- _The task_:
The whole of the data is to be returned without a single change.

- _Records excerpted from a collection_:
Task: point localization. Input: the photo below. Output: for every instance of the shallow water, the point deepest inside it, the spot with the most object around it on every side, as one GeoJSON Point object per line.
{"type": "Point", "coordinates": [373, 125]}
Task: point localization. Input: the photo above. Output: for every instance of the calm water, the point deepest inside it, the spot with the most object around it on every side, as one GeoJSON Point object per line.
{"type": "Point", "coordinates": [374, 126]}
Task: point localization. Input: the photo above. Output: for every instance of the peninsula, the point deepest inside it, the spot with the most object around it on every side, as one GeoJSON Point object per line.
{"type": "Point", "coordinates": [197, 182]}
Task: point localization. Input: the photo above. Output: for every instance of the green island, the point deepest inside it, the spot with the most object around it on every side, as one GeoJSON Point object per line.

- _Solution to the exercise_:
Task: point localization. Input: the photo below. Output: for every instance of the shallow water, the point deepest inside it, the spot with the most object around it on every side, as one GeoJSON Point object per line.
{"type": "Point", "coordinates": [373, 125]}
Task: point localization. Input: the photo above. Output: for every instance of the calm water, the point deepest inside it, the spot with the most object around it on every side, as one GeoJSON Point object per line.
{"type": "Point", "coordinates": [374, 126]}
Task: point localization. Input: the photo above. Output: for every instance of the peninsula, the point deepest inside it, the spot with the most object around it on every side, as one GeoJSON Point object per line.
{"type": "Point", "coordinates": [197, 182]}
Task: point localization. Input: the photo above. Output: for every instance of the green island, the point deepest inside it, the spot with the most object around it on every side, as one GeoJSON Point object per line.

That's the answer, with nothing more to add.